Vista dalla City di Londra o dai dintorni della Casa Bianca e di Wall Street, invece, l’Italia è in the news per la reattività del suo governo. È invece la Ue che tarda, che non riesce mai a decidere, persa come sempre in “discussioni” inconcludenti. E lo affermano media a lungo oracoli della unfitness di Silvio Berlusconi e di tutte le forze politiche italiane di centrodestra; e della costante necessità di tecnocrati come Mario Monti o Mario Draghi per impedire una deriva inesorabile di un’Italia “ingovernabile” lontano “dall’Europa e dai mercati”. Ora invece sembra essere Roma a indicare a Parigi, Berlino e Bruxelles “ciò che deve essere fatto”, secondo uno dei nuovi Meloni-mantra.



Nella to-do-list globale, d’altronde, il contrasto al Covid non è più un obiettivo principale; anche al netto del pericoloso boomerang della pandemia in Cina. Nell’Agenda occidentale la priorità strategica è divenuta il contenimento “tout court” del Dragone. E – a differenza di quanto è avvenuto nella fase iniziale dell’emergenza Covid – gli Usa di Joe Biden non sembrano più disposti a scontare a Pechino neppure un centesimo di polemica geopolitica. Anzi, ciò che nessuna “indagine internazionale” è riuscita finora a provare (l’origine colposa o addirittura dolosa della pandemia a Wuhan) tende ora a diventare evidenza indiscutibile. La responsabilità della disruption globale portata dal Covid (fino alla guerra russo-ucraina e all’inflazione energetica…) nella nuova narrazione politico-mediatica  è ora  interamente e unicamente di Pechino. E la Cina che sta “ricontagiando” il pianeta dopo averlo fatto già una volta è la stessa che minaccia Taiwan e continua ad appoggiare tacitamente la Russia.

Giorgia Meloni – “giusto o sbagliato” – ha voluto replicare su questo fronte la netta scelta di campo occidentale assunta sulla crisi ucraina – e quindi sulla Cina – prima e dopo il voto del 25 settembre e quindi al G20 di Bali, in totale continuità con l’esecutivo Draghi. Sono semmai Emmanuel Macron e Olaf Scholz – e quindi la Commissione Ue a trazione tedesca – a mostrarsi titubanti sull’opportunità di erigere barriere europee contro l’import di nuove varianti Covid. Ma sono gli stessi Paesi Ue che continuano ad avere posizioni alterne o ambigue sia sulla guerra in Ucraina sia nell’atteggiamento “geoeconomico” verso la Cina (e non da ultimo sui flussi migratori da Africa e Asia). Più animato da eterne aspirazioni di grandeur francese l’Eliseo; più premuto dall’Azienda-Germania il cancelliere tedesco. Entrambi, comunque, non più così lontani dal crinale fatale a Berlusconi nel 2011: quando il disinvolto amico occidentale di Vladimir Putin e del colonnello Gheddafi si ritrovò infine target collaterale dei bombardamenti Nato. La stessa Nato che oggi dirige le operazioni in Europa (sul fronte russo) e sempre più anche in Asia (su quello cinese o su quello iraniano).

_Compito assegnato A_
Elenca tutte le città nominate nel brano sulla politica italiana e sulla Cina.
_Compito assegnato B_
Secondo il brano, quale priorità strategica è diventata centrale nell'Agenda occidentale?
Il materiale seguente proviene da una fonte diversa dal brano.

_Dati in ingresso_
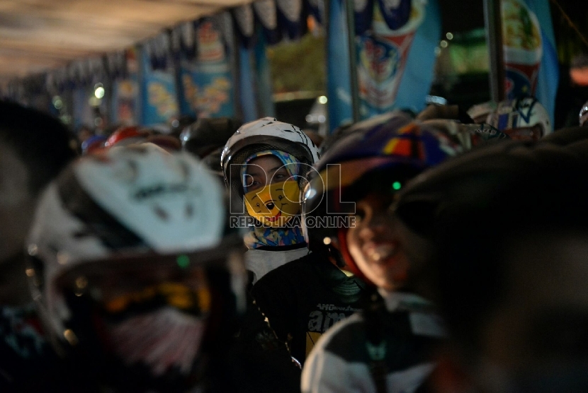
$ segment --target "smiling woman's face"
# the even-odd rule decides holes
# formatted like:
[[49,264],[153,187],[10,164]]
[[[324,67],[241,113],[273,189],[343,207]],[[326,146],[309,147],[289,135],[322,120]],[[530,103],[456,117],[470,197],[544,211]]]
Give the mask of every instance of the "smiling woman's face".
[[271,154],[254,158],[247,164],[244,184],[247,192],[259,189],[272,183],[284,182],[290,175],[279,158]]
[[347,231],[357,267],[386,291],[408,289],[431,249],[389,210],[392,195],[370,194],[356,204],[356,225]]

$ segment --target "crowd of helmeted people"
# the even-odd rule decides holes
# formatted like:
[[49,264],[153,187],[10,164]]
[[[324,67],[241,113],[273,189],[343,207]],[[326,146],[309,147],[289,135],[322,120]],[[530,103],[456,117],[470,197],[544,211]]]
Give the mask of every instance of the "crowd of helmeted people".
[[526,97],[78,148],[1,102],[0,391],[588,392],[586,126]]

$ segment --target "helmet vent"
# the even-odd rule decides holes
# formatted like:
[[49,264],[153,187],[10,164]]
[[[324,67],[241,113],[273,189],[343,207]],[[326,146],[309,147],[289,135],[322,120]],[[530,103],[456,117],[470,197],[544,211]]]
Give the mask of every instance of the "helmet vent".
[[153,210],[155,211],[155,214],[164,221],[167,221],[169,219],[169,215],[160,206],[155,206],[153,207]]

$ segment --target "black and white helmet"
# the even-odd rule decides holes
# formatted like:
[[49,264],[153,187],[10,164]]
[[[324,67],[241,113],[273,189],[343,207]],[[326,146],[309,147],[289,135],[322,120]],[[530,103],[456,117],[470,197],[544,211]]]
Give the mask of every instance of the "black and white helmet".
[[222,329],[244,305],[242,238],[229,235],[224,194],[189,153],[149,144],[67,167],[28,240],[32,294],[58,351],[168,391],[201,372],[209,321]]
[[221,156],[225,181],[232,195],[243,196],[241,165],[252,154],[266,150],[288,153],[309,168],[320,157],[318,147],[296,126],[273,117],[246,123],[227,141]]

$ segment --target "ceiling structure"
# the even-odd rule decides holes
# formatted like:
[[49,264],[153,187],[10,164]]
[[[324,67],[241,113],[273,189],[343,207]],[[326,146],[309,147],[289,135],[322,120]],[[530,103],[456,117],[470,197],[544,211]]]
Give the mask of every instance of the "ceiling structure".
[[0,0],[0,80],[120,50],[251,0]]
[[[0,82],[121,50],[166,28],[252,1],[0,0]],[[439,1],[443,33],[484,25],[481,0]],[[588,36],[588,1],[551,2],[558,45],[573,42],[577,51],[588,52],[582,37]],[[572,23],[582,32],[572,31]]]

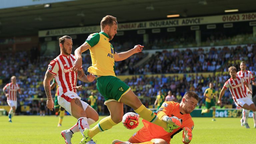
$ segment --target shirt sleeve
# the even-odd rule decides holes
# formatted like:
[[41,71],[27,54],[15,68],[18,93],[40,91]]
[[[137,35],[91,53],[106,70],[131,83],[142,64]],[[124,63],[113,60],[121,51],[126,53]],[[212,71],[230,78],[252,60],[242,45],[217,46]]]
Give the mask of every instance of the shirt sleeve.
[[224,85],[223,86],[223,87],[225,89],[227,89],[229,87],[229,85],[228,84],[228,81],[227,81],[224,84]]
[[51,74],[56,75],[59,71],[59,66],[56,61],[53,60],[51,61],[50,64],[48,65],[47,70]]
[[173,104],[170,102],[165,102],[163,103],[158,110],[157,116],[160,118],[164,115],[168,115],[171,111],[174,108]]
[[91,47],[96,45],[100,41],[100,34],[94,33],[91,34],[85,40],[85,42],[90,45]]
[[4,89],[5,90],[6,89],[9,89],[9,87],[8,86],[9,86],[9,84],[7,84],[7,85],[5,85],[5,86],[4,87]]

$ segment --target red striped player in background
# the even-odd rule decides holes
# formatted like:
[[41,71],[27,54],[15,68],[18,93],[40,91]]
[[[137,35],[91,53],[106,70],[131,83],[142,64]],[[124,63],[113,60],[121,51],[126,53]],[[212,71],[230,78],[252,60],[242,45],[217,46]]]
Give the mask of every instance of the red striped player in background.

* * *

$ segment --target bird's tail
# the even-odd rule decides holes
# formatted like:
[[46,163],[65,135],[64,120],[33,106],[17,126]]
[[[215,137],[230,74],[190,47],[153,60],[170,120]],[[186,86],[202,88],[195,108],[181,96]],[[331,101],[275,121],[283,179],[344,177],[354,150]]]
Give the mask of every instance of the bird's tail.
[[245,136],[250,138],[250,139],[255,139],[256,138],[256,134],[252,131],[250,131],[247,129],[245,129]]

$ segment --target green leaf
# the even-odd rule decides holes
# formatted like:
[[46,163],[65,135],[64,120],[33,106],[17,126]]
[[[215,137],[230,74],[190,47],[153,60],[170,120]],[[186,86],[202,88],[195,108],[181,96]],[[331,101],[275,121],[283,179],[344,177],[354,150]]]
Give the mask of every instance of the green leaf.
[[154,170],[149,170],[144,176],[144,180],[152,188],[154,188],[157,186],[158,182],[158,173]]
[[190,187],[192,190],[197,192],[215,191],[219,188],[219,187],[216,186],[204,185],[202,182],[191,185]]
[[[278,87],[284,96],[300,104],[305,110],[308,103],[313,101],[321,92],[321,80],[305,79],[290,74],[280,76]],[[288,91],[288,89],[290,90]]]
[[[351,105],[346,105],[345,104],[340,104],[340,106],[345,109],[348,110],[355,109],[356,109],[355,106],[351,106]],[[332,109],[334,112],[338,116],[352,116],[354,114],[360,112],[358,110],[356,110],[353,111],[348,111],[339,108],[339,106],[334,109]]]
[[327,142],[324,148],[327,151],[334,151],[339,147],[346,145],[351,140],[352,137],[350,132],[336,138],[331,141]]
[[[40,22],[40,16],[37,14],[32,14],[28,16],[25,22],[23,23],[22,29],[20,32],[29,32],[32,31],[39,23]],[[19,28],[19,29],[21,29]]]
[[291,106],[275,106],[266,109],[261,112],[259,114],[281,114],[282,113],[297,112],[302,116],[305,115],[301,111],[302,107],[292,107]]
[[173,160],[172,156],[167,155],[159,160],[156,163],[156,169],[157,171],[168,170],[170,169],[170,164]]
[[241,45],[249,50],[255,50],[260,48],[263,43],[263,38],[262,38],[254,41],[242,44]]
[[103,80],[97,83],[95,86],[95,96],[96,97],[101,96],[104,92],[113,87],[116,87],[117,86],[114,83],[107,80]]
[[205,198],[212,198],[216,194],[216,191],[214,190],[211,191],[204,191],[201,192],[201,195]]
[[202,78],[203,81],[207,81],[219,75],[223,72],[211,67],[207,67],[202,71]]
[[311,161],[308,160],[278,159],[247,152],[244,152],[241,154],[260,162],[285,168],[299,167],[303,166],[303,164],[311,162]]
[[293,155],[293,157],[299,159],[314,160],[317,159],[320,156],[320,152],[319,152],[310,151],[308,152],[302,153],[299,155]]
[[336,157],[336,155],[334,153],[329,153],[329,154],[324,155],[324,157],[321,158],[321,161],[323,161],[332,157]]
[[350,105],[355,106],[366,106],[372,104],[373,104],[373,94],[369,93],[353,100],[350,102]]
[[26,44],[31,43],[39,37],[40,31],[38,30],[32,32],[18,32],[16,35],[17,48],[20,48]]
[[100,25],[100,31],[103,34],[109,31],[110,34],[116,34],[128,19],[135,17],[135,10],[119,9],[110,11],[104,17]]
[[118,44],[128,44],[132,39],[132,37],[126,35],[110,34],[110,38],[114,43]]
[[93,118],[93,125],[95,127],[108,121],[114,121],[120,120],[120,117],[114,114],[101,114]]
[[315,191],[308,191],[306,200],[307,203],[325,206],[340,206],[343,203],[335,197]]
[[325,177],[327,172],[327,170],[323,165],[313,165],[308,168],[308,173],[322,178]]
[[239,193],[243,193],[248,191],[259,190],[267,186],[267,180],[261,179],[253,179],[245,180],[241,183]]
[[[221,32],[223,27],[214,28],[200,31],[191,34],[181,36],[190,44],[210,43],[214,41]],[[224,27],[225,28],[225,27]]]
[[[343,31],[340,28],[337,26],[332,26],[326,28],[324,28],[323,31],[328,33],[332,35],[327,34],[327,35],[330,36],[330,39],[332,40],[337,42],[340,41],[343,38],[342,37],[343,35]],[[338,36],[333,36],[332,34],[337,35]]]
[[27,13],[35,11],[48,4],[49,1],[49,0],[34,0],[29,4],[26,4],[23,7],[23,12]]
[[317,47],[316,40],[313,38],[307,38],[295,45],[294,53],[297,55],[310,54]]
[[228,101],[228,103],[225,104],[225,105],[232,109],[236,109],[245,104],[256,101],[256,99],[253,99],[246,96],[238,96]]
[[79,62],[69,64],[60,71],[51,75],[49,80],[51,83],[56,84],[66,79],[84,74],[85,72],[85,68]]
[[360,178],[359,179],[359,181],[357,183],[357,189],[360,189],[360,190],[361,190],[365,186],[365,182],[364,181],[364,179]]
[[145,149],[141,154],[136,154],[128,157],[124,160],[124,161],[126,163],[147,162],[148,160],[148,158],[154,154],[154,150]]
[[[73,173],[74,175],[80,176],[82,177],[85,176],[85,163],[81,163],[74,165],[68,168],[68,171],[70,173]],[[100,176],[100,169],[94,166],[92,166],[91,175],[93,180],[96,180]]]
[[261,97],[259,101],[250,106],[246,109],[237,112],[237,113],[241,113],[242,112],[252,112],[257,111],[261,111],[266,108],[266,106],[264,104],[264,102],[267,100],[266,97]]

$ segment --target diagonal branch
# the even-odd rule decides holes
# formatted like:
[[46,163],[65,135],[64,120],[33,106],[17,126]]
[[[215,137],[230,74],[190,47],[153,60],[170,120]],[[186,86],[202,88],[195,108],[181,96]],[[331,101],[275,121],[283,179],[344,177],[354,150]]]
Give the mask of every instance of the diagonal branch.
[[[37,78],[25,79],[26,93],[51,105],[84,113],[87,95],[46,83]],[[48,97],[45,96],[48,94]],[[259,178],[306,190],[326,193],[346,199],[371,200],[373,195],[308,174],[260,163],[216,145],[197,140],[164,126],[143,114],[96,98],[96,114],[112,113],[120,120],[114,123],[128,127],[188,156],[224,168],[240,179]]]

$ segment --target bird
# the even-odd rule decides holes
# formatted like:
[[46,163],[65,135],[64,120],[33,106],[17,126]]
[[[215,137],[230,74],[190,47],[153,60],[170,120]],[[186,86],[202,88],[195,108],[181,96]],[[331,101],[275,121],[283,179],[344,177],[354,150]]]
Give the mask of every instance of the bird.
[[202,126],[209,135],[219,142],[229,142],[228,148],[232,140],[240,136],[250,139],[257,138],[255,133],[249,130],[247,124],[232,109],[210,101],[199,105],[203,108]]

_Soluzione scritta A_
Londra, Roma, Parigi, Berlino, Bruxelles, Pechino, Wuhan

_Soluzione scritta B_
Il contenimento "tout court" del Dragone.